What the task asks
Go through the records and show each line where the word "driveway" occurs.

[Stored data entries]

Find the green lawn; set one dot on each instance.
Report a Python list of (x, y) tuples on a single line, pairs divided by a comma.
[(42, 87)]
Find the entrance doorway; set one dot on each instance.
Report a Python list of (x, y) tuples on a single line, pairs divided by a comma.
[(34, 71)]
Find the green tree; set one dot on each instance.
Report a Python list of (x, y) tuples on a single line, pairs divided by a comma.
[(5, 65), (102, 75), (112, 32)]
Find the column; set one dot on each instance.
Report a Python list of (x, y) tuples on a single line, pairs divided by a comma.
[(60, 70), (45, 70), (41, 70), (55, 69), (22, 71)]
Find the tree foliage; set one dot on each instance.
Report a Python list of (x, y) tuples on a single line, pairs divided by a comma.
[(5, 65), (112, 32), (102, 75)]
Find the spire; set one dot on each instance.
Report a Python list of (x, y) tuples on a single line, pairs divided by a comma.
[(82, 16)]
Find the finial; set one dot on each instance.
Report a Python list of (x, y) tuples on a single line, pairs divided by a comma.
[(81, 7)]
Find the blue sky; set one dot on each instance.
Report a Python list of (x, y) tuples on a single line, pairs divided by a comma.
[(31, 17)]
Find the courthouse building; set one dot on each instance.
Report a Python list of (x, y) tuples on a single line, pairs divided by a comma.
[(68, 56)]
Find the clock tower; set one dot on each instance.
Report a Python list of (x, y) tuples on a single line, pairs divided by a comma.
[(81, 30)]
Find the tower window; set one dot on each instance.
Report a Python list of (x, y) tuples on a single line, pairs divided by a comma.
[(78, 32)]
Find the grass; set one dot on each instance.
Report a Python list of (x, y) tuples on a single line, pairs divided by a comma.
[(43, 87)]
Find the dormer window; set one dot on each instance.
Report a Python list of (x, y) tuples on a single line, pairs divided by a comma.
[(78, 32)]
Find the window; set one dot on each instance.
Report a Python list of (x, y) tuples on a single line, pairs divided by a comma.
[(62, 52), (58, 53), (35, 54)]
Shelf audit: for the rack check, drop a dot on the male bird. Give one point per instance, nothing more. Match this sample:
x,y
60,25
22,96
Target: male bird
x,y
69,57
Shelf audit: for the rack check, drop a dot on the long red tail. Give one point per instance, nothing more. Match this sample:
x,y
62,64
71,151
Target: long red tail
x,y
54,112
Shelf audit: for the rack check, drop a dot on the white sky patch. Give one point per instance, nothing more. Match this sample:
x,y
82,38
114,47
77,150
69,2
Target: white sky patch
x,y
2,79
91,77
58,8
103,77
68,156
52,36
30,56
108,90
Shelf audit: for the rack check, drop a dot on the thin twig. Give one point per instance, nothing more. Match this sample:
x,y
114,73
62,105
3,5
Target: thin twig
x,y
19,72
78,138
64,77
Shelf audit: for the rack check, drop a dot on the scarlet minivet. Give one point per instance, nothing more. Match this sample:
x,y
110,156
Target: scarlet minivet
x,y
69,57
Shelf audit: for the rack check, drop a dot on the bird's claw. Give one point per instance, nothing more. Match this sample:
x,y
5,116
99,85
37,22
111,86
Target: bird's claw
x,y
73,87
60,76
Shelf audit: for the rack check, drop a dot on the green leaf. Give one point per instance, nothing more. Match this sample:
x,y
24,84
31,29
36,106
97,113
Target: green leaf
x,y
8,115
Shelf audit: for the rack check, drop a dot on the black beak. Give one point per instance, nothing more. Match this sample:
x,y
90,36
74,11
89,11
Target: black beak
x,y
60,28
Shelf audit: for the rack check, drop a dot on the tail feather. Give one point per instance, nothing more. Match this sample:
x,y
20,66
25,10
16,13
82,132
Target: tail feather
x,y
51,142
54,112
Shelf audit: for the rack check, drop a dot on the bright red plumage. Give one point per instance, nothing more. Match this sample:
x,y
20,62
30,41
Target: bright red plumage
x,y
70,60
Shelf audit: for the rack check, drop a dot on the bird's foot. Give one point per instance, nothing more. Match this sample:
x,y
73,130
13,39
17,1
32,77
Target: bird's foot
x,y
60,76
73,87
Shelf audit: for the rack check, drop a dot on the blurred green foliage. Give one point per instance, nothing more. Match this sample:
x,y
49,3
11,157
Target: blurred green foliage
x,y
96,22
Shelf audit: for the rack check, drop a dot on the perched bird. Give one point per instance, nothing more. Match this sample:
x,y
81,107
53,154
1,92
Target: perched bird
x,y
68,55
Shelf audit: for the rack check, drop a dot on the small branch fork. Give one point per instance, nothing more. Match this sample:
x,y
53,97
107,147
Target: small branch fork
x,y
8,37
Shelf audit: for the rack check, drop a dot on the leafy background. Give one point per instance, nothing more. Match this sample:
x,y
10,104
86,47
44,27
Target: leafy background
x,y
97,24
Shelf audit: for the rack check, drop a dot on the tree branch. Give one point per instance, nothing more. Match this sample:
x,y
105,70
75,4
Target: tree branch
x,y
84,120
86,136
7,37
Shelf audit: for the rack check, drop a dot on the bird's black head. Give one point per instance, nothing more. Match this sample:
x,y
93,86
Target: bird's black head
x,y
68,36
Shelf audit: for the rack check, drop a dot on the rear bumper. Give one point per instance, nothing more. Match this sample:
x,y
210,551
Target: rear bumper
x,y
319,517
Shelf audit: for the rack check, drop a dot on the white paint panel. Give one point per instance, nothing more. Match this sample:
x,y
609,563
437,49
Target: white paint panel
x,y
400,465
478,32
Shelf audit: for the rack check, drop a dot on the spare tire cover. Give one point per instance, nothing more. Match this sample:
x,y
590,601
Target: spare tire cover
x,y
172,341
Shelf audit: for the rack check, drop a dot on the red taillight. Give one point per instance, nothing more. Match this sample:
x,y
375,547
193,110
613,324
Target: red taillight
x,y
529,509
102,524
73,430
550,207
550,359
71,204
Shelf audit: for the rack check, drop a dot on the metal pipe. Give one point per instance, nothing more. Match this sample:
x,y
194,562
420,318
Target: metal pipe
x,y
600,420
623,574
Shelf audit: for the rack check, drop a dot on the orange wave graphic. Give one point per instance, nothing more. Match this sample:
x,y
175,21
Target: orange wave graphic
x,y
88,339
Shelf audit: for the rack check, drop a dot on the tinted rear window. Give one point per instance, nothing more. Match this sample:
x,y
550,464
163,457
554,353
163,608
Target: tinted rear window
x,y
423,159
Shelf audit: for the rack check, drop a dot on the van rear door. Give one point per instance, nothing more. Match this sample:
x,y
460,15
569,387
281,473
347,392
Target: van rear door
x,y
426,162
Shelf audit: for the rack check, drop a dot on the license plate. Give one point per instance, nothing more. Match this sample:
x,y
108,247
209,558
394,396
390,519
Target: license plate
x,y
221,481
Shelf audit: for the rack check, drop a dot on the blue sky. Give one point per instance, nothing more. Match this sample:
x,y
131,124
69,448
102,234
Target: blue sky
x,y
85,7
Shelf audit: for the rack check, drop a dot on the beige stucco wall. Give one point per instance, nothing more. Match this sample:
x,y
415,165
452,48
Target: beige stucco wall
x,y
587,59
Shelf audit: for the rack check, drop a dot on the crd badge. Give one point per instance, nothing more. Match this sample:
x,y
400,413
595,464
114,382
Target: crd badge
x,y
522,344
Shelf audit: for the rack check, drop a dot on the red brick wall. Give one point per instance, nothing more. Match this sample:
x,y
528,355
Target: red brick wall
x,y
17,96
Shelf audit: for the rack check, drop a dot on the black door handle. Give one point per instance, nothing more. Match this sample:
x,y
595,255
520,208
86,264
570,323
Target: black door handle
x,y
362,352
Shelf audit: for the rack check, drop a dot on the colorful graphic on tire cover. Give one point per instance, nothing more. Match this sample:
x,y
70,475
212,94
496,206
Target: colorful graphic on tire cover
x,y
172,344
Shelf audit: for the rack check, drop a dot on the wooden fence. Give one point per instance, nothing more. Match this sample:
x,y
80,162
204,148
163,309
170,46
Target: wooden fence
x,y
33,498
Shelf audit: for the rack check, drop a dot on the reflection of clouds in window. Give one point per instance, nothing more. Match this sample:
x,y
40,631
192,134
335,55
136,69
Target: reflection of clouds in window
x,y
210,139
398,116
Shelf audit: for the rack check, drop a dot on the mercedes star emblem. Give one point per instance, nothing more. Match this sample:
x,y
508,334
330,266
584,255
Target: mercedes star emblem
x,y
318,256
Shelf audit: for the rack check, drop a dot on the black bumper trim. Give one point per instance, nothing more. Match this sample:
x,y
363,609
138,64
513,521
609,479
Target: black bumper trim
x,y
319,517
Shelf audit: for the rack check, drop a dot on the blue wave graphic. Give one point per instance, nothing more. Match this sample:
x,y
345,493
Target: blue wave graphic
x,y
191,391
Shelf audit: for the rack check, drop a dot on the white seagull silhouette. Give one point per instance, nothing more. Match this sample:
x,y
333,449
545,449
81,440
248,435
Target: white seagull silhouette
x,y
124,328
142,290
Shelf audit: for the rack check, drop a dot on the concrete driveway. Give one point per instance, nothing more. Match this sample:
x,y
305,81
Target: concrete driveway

Output below
Shelf audit: for the rack check, drop a dot on the concrete driveway. Give one point per instance, nothing more. Match this sample:
Target: concrete driveway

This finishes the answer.